Copy the passage on term definitions from the words "In addition, words" through the words "particular machine, etc.", and swap "robot" for "drone".

------ Selection

I/O ports 510 allow computing device 500 to be logically coupled to other devices including I/O components 512, some of which may be built in. Illustrative components include a microphone, joystick, game pad, satellite dish, scanner, printer, and so forth.

Embodiments described above may be combined with one or more of the specifically described alternatives. In particular, an embodiment that is claimed may contain a reference, in the alternative, to more than one other embodiment. The embodiment that is claimed may specify a further limitation of the subject matter claimed.

The subject matter of the present technology is described with specificity herein to meet statutory requirements. However, the description itself is not intended to limit the scope of this disclosure. Rather, the inventors have contemplated that the claimed or disclosed subject matter might also be embodied in other ways, to include different steps or combinations of steps similar to the ones described in this document, in conjunction with other present or future technologies. Moreover, although the terms “step” or “block” might be used herein to connote different elements of methods employed, the terms should not be interpreted as implying any particular order among or between various steps herein disclosed unless and except when the order of individual steps is explicitly stated.

For purposes of this disclosure, the word “including” or “having” has the same broad meaning as the word “comprising,” and the word “accessing” comprises “receiving,” “referencing,” or “retrieving.” Further, the word “communicating” has the same broad meaning as the word “receiving,” or “transmitting” facilitated by software or hardware-based buses, receivers, or transmitters using communication media.

In addition, words such as “a” and “an,” unless otherwise indicated to the contrary, include the plural as well as the singular. Thus, for example, the constraint of “a feature” is satisfied where one or more features are present. Additionally, an element in the singular may refer to “one or more.”

The term “some” may refer to “one or more.”

The term “or” includes the conjunctive, the disjunctive, and both (a or b thus includes either a or b, as well as a and b).

The term “user” as discussed herein may correspond to a human, a particular entity, a robot, another particular machine, etc.

The term “computer storage medium” excludes signals per se.

The phrase “one or more combinations thereof” may refer to, for example, “at least one of A, B, or C”; “at least one of A, B, and C”; “at least two of A, B, or C” (e.g., AA, AB, AC, BB, BA, BC, CC, CA, CB); “each of A, B, and C”; and may include multiples of A, multiples of B, or multiples of C (e.g., CCABB, ACBB, ABB, etc.). Other combinations may include more or less than three options associated with the A, B, and C examples.

------------
------ Data entries

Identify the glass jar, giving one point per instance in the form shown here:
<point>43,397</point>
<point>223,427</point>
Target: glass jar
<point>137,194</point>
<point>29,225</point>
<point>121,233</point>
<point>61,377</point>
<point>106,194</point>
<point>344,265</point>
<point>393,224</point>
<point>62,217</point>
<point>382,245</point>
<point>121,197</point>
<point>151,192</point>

------------

Problem solution:
In addition, words such as “a” and “an,” unless otherwise indicated to the contrary, include the plural as well as the singular. Thus, for example, the constraint of “a feature” is satisfied where one or more features are present. Additionally, an element in the singular may refer to “one or more.”

The term “some” may refer to “one or more.”

The term “or” includes the conjunctive, the disjunctive, and both (a or b thus includes either a or b, as well as a and b).

The term “user” as discussed herein may correspond to a human, a particular entity, a drone, another particular machine, etc.